What to do
Verbatim repeat, images excluded. Give each entry again as written.

Given records
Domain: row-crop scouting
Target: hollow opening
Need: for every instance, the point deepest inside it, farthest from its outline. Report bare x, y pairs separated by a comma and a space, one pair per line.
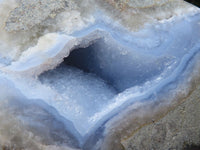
194, 2
86, 59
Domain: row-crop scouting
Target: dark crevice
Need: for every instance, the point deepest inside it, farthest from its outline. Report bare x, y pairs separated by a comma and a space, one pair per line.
194, 2
86, 60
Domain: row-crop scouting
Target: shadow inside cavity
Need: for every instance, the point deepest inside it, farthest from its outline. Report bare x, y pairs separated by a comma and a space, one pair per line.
120, 68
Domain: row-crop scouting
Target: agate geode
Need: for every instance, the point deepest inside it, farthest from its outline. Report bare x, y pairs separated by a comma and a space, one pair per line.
88, 74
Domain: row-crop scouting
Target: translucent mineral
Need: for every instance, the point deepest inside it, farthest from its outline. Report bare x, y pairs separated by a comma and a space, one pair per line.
86, 74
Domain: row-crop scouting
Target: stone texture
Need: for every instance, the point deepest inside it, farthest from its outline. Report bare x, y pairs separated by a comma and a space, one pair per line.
178, 128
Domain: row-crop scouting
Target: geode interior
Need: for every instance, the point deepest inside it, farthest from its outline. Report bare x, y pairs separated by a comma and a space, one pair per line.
83, 80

Task result
Domain: row-crop scouting
Target: hollow opening
Need: for every instance, the point deepest inside it, farthest from its outline. Report bare x, y pairs separated by a comma and a space, one pair per line.
194, 2
86, 59
Domain: row-crop scouting
Target: dark crevice
Need: for every instance, the point deepest inside it, farthest from its outline. Report bare x, y pairs separated by a comma and a space, one pair per line.
194, 2
86, 60
Domain: row-crop scouting
Target: shadow inside cavity
Need: for every instance, the point deepest inside it, farthest from its outline. Report bare x, y pairs separated by a comma and a space, one pair per line.
120, 68
Domain: row-crop scouting
Target: agate geode
Need: for every instance, the point deepest inside it, farthest from its outline. Report bare x, y pairs separated by a comma and a space, one pair per line.
88, 74
Domain: row-crop scouting
Target: translucent mineral
Need: for every instance, the point deepest inside it, farthest from its outline. Report bare x, y pairs separated by a comma and a space, one pair per line.
86, 74
Domain: row-crop scouting
Target: stone texture
Need: for every instance, the point deepest inside it, farthest from its outline. Report bare x, y pairs separated by a comma and a space, one pair per line.
178, 128
Domain: row-crop scouting
Target: geode interior
Need: for every instance, the point deepest inside it, farthest from its outline. Report bare x, y pairs separated by a comma and a space, one pair per line.
83, 80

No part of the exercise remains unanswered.